Task description: Please return, with no alterations, the lines below from the very first through the one that contains "Q: What bounding box encloses the flat".

Information supplied:
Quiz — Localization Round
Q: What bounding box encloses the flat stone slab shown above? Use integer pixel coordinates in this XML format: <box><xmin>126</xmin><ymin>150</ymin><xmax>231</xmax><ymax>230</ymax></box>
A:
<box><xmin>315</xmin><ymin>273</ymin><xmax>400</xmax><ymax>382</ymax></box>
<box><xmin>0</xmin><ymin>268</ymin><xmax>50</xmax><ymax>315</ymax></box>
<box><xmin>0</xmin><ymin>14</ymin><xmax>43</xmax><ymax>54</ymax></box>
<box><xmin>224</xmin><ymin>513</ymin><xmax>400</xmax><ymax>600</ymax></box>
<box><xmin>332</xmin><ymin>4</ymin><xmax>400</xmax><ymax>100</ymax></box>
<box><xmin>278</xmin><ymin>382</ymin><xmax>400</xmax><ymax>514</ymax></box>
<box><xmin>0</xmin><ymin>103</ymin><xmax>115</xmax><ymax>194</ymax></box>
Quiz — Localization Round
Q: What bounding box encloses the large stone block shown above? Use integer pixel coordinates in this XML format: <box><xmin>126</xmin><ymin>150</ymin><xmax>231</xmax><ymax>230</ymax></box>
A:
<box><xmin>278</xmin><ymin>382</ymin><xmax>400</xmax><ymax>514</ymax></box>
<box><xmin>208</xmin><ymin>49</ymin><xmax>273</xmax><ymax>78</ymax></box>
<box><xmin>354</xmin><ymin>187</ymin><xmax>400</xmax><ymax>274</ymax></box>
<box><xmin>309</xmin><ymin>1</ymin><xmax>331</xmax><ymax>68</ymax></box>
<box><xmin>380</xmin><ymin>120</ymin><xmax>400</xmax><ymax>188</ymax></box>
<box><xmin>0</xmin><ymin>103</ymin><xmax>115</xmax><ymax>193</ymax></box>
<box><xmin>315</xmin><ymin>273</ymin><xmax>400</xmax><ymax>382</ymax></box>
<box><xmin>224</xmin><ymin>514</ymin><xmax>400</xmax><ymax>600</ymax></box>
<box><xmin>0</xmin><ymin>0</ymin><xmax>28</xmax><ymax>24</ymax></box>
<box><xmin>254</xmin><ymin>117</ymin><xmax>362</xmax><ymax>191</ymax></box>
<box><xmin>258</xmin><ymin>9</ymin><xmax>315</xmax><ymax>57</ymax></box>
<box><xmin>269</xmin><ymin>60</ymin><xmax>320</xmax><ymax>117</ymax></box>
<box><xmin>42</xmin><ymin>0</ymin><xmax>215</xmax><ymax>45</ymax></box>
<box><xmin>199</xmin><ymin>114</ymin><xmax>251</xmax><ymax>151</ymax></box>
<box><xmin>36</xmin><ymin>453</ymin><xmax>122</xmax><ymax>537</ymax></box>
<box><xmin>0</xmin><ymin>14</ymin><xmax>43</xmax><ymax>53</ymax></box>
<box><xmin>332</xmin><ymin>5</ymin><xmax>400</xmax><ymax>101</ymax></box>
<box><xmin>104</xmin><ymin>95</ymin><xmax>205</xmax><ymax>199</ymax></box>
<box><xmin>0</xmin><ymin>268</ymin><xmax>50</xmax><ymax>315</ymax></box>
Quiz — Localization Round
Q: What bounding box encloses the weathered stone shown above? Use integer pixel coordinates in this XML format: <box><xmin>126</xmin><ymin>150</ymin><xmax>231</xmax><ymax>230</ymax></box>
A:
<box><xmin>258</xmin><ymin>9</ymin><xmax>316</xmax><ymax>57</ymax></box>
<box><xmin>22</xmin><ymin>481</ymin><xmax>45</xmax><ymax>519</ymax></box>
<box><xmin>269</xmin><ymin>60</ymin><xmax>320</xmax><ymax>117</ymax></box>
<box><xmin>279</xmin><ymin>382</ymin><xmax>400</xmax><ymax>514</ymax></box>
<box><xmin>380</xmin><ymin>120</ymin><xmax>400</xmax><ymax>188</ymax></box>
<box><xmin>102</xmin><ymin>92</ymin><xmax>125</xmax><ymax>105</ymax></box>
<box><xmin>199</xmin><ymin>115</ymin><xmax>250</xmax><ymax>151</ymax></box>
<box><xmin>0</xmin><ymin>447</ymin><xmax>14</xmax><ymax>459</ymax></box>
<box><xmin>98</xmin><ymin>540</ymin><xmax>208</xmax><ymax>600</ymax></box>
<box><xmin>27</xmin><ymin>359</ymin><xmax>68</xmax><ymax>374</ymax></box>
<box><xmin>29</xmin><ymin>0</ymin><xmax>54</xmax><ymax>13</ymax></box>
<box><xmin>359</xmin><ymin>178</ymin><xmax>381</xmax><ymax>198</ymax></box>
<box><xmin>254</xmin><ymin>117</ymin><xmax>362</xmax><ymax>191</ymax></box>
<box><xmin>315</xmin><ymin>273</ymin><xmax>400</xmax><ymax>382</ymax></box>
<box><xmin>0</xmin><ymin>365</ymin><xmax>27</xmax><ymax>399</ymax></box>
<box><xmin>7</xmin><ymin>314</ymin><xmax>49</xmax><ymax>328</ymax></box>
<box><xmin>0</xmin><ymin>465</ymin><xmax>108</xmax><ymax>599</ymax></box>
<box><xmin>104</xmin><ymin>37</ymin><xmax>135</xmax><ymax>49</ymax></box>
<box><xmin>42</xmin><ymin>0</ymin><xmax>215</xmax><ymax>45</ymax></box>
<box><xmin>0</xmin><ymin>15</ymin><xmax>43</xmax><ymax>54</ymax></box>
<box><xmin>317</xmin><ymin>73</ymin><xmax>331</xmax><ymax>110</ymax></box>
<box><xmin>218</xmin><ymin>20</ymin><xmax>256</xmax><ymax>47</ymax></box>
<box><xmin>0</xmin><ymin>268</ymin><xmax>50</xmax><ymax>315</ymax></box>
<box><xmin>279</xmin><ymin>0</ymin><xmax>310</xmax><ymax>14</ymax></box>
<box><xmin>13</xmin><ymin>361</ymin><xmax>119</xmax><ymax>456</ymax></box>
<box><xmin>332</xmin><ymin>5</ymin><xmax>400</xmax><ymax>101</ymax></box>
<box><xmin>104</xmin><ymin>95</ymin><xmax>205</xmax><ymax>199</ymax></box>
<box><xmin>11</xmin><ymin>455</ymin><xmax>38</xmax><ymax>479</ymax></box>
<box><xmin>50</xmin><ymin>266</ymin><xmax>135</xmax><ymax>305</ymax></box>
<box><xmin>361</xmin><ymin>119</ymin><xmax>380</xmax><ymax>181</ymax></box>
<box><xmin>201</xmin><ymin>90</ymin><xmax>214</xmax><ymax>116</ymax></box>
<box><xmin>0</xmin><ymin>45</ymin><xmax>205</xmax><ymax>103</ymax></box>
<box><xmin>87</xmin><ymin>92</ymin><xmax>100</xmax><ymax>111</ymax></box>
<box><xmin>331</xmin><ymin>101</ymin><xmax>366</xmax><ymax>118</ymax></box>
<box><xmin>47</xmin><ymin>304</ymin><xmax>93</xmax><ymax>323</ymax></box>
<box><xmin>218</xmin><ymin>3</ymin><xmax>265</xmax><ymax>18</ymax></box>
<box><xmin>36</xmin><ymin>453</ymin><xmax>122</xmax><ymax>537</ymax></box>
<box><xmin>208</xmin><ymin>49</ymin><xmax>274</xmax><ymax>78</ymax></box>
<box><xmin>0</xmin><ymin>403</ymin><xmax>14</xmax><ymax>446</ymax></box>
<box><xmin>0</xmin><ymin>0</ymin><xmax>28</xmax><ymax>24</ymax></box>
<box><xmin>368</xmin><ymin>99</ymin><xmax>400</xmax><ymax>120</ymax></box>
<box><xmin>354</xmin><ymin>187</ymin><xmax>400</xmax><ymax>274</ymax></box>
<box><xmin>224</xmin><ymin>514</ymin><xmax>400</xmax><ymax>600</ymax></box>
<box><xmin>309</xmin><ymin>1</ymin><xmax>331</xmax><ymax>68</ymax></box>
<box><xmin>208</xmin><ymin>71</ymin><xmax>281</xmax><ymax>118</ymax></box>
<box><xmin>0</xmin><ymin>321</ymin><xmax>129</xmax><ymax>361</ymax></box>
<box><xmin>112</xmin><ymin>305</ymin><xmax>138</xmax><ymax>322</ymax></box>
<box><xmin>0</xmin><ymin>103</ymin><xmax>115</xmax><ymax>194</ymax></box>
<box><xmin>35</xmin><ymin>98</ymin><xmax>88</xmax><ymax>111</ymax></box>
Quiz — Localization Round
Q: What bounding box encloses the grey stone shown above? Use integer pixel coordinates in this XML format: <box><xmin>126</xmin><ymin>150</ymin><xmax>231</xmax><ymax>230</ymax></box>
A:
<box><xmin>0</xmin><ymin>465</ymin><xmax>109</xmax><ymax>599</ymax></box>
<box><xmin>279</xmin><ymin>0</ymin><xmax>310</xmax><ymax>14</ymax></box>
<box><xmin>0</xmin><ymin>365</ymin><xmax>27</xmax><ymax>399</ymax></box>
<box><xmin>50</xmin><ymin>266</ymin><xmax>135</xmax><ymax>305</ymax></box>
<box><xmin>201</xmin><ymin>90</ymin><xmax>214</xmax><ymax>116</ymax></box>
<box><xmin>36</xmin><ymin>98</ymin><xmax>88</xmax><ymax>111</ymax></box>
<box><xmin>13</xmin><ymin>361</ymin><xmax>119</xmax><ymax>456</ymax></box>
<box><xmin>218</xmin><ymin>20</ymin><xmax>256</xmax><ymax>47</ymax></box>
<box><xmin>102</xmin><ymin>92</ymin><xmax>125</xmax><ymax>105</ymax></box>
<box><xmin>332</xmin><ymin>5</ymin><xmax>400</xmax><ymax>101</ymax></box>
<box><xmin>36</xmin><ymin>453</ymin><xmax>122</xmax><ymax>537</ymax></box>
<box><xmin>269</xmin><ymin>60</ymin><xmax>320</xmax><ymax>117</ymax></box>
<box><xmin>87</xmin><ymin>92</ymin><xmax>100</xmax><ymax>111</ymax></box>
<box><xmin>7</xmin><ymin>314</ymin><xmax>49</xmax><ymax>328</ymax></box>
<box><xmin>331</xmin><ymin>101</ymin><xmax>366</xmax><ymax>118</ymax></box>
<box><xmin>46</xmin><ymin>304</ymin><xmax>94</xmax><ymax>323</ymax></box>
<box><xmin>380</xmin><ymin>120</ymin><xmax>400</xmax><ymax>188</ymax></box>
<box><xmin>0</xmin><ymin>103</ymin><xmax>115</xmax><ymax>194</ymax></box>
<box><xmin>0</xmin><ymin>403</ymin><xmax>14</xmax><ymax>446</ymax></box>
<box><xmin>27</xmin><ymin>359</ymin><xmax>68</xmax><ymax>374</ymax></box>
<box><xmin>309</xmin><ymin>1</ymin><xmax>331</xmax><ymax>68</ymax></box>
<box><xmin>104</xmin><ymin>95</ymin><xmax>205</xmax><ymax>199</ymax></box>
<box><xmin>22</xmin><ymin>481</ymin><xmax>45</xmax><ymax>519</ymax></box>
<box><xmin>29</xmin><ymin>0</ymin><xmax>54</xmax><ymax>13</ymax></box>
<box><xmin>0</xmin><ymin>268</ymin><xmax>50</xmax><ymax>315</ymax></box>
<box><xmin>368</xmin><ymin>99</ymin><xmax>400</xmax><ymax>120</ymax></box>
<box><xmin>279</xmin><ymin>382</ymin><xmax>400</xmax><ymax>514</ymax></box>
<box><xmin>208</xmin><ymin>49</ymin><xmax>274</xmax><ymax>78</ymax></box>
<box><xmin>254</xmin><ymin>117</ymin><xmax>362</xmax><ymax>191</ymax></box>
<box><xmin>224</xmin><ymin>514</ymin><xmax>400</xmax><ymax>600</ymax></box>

Response:
Quiz — Localization Round
Q: What bounding box encloses the flat stone slab shown above? Use integer pixel coordinates in this XML format: <box><xmin>126</xmin><ymin>150</ymin><xmax>231</xmax><ymax>230</ymax></box>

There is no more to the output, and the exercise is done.